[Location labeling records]
★ ★ ★ ★ ★
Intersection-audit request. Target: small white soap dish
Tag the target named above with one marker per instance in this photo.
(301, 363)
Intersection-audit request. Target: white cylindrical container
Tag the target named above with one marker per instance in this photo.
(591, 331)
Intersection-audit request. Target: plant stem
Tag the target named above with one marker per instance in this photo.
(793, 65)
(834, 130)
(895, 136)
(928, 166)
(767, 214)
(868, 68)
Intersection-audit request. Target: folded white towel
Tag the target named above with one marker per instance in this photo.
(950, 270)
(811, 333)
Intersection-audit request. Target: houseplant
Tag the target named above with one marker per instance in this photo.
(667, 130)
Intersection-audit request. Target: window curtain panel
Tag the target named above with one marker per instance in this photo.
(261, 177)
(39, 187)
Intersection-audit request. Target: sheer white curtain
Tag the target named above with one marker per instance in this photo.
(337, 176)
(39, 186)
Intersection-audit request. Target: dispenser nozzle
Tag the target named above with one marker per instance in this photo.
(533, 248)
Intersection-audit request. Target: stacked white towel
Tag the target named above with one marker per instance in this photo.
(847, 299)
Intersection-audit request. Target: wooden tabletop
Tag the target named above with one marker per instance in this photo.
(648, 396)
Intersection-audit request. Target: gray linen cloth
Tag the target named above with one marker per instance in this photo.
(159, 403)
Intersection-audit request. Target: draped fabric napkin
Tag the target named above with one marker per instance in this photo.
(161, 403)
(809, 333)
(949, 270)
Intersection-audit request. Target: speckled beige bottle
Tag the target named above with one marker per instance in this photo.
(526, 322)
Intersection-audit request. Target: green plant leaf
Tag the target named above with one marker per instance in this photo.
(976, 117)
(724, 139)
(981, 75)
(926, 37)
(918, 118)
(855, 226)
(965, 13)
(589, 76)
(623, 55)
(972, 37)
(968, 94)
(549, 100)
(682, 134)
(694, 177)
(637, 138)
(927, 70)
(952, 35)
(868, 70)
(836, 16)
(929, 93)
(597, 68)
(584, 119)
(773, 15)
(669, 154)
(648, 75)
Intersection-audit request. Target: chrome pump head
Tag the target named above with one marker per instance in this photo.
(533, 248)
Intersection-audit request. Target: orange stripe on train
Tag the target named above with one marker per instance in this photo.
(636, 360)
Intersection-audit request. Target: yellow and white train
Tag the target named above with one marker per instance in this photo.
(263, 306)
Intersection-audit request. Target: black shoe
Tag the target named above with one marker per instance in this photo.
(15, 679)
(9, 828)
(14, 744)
★ ★ ★ ★ ★
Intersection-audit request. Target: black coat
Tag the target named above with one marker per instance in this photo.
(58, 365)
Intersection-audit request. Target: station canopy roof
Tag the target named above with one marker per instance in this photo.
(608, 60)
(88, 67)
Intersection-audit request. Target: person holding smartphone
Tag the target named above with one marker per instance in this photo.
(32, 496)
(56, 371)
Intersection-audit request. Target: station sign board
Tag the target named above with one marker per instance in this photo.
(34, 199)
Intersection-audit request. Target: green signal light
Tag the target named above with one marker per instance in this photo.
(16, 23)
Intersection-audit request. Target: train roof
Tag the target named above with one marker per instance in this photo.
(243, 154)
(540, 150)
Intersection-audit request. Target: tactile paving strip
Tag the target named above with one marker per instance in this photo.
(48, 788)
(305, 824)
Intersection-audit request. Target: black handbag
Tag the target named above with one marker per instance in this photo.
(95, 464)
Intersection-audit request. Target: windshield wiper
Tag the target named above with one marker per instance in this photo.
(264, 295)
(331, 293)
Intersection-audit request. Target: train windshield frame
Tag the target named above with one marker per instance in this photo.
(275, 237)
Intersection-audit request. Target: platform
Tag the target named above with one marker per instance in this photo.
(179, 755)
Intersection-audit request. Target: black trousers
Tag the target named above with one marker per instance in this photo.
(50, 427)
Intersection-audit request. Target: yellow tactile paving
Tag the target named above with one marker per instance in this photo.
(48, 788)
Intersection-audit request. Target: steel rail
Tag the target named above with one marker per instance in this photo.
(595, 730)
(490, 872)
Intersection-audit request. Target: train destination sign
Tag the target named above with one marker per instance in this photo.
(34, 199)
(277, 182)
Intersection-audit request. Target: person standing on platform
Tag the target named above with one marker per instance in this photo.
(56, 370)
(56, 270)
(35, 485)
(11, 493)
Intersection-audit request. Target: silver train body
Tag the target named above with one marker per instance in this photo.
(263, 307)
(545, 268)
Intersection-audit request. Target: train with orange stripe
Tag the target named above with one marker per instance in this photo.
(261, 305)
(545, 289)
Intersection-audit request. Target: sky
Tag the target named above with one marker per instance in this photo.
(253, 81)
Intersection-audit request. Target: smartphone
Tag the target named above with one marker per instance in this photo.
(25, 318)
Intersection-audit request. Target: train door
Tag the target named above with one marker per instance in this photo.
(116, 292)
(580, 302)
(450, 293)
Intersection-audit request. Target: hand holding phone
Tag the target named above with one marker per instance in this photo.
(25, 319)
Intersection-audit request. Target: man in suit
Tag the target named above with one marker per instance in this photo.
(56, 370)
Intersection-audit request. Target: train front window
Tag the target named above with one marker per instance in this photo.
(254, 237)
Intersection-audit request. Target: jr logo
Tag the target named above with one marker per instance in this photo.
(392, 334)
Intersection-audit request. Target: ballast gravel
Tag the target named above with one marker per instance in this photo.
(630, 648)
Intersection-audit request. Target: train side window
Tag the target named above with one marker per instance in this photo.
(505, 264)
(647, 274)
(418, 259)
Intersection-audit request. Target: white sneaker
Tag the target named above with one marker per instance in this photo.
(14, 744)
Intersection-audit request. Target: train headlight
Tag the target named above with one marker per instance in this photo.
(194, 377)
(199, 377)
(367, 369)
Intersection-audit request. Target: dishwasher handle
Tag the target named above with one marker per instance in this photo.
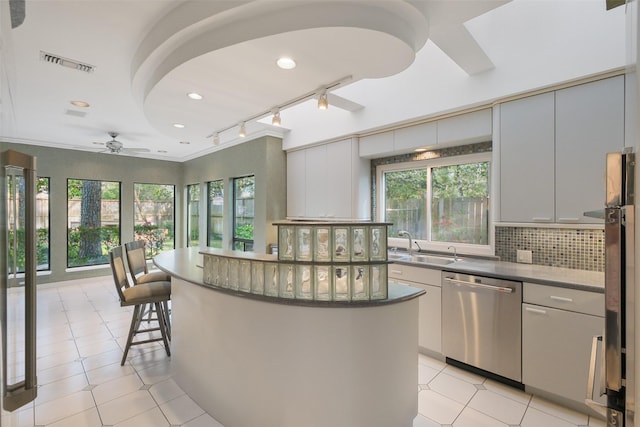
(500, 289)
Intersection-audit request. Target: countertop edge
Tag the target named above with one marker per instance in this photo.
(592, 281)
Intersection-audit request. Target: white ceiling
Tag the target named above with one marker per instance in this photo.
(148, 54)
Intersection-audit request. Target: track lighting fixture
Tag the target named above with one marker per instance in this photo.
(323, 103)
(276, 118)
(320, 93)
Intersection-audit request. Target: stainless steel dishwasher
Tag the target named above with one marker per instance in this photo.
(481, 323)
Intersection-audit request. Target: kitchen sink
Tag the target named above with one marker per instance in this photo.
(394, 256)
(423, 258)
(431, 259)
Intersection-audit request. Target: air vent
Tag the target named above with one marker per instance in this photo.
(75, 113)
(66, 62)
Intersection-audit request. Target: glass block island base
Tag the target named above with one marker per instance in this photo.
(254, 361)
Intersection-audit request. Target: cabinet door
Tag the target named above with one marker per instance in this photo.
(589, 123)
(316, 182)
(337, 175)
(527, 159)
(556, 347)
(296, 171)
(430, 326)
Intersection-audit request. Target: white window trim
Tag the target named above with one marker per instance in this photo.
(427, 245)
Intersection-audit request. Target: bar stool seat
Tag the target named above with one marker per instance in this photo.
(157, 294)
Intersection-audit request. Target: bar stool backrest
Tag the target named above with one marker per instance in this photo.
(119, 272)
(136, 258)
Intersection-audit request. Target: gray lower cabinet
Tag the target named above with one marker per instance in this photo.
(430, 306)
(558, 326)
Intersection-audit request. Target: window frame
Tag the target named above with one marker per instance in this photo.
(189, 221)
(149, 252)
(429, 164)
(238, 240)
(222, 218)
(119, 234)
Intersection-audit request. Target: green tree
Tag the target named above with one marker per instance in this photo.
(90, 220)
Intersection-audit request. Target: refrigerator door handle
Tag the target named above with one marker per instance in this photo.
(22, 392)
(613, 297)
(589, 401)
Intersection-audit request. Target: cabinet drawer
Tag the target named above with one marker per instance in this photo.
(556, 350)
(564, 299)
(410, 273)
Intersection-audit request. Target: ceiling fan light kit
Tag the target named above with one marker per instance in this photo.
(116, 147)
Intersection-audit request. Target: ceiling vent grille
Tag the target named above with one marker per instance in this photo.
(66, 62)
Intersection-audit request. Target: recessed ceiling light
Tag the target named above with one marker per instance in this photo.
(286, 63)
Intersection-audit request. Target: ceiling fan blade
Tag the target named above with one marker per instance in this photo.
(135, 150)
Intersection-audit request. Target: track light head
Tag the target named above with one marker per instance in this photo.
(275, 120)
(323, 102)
★ ★ ★ ★ ★
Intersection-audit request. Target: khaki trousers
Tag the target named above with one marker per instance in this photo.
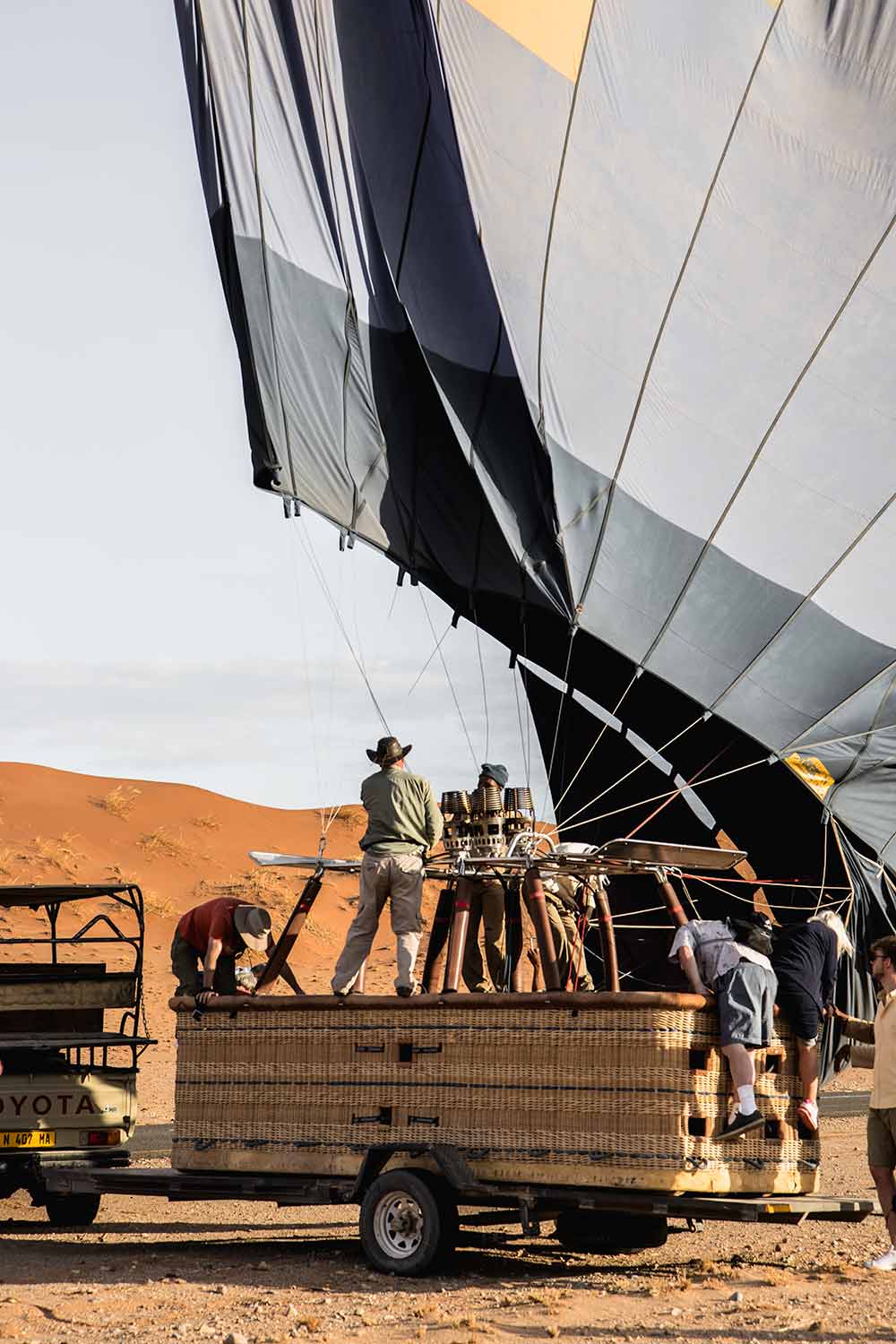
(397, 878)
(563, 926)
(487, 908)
★ ★ ★ ★ ★
**AIM**
Please pull out every line of the entries above that contains the word "track", matching case exactly.

**EXERCISE ANSWER**
Intersection-audit request. Target: track lighting fixture
Intersection-audit request. Target: track light head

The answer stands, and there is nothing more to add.